Point-per-instance localization data
- - - - - - -
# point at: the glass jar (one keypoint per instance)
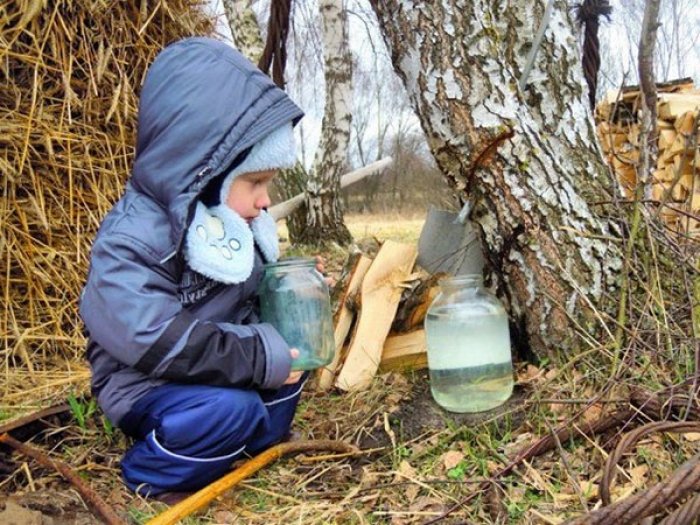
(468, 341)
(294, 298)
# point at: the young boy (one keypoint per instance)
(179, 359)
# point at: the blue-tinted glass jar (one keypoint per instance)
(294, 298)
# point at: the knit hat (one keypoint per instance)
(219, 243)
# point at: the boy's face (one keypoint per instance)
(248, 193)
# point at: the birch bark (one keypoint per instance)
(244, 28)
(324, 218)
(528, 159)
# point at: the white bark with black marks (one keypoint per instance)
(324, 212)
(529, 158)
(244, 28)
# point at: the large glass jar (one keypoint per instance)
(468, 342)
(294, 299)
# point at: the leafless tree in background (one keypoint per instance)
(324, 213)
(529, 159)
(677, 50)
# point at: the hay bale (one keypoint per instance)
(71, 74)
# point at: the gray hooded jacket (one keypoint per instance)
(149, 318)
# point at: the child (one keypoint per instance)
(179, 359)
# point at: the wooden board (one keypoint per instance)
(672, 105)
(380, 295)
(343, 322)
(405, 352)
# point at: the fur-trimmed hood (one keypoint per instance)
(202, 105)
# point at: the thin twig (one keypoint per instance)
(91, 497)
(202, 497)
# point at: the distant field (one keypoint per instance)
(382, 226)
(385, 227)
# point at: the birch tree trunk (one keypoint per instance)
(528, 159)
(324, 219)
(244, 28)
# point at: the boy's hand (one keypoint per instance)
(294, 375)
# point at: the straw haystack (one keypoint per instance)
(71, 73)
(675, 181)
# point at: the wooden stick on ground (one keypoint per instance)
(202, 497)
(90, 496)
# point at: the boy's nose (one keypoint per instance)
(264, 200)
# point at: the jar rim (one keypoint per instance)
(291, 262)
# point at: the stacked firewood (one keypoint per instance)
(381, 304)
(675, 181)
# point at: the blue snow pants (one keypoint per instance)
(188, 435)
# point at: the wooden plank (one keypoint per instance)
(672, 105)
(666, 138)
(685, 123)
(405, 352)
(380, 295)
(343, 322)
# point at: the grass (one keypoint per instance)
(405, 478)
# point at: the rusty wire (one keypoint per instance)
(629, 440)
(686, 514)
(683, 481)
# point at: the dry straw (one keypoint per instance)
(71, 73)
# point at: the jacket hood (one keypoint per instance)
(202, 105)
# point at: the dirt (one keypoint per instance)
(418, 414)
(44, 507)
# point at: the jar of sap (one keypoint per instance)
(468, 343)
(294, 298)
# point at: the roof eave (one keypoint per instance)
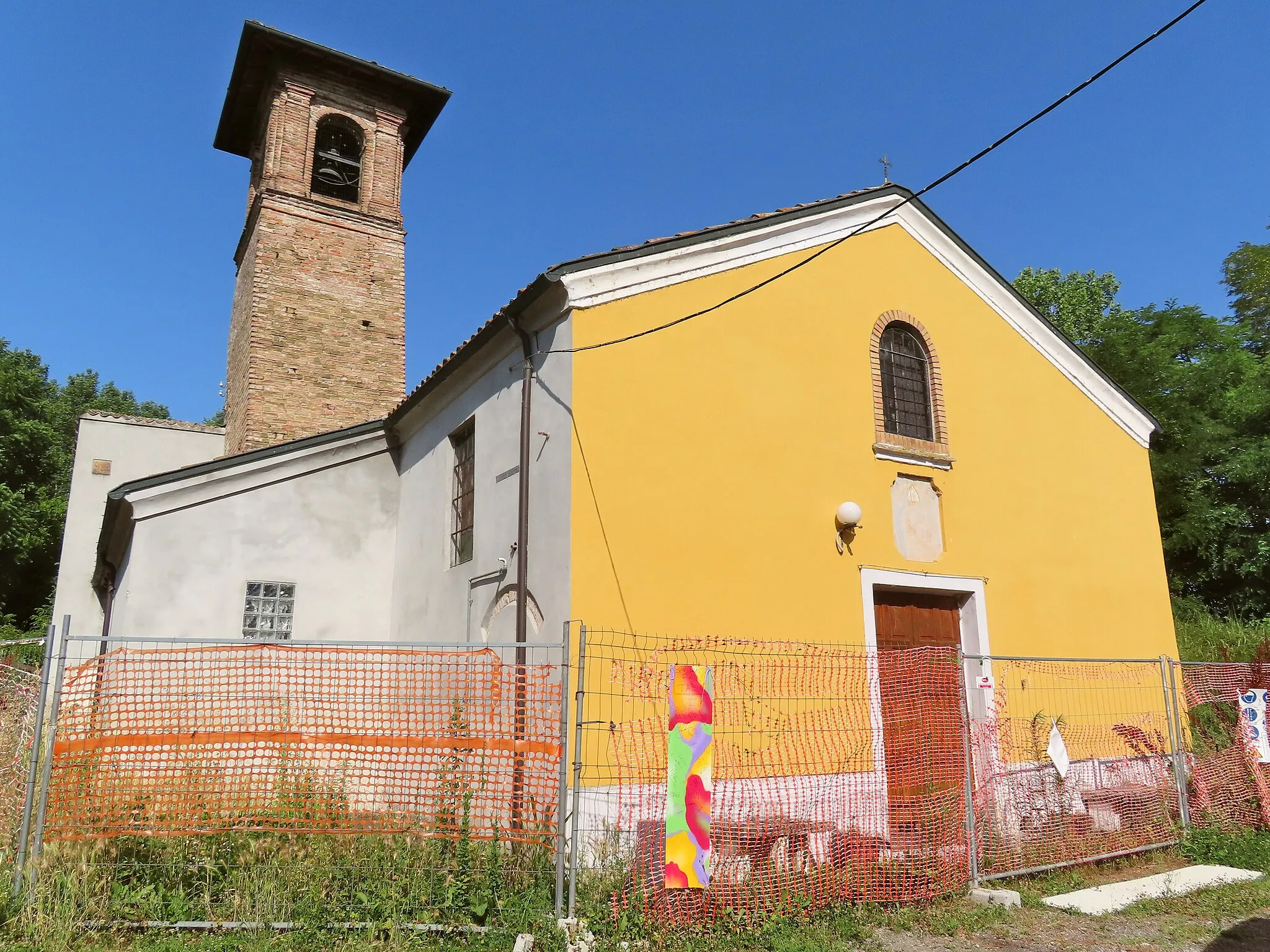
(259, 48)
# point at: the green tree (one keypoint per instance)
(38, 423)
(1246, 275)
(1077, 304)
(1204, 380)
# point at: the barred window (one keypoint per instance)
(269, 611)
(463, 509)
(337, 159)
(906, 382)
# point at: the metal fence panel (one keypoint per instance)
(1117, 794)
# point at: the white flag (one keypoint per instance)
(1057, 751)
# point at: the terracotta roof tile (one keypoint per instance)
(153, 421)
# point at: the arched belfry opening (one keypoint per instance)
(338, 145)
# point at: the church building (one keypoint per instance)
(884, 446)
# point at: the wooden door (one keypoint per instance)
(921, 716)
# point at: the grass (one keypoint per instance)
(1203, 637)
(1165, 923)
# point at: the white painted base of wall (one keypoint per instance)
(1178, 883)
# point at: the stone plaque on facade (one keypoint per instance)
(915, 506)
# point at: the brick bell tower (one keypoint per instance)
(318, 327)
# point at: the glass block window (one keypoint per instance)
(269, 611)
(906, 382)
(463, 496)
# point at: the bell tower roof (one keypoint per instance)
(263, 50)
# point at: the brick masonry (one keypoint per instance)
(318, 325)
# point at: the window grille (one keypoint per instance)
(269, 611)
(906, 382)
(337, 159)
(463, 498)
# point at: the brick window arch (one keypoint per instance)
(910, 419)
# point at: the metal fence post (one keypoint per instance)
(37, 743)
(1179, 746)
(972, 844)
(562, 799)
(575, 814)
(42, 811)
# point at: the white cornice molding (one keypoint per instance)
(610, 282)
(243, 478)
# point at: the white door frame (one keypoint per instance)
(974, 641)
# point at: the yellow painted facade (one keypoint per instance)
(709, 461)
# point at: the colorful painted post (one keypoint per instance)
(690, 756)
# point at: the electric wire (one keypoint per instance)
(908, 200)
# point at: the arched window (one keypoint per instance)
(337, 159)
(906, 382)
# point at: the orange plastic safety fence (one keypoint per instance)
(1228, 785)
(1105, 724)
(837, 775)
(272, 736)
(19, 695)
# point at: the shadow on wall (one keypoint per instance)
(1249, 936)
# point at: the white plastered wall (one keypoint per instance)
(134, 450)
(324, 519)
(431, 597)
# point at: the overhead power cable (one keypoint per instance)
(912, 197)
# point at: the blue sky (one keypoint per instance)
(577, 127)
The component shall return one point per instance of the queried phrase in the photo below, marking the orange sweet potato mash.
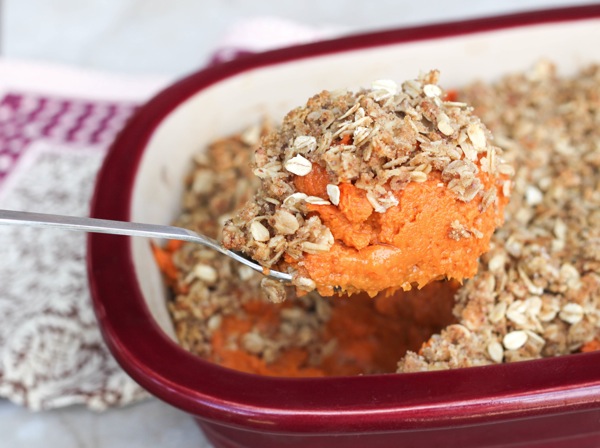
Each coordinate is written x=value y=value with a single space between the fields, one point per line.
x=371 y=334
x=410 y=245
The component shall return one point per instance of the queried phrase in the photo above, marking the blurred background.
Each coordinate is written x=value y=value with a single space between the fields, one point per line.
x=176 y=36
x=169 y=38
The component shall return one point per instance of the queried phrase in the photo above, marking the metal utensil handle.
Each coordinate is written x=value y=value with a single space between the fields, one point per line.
- - - - - - -
• [Work order]: Copy every line of the entries above in which "shall" occurs.

• [Response for this exercise]:
The component shall return one point per instance of the queried phrase in the photo below, marking the orange sweet potato mash.
The component shall return one point per instance of the queried phrase in the photo above, marking the blurred background.
The component shall return one point per instance of the queried phrase in the photo above, marking the metal utensil handle.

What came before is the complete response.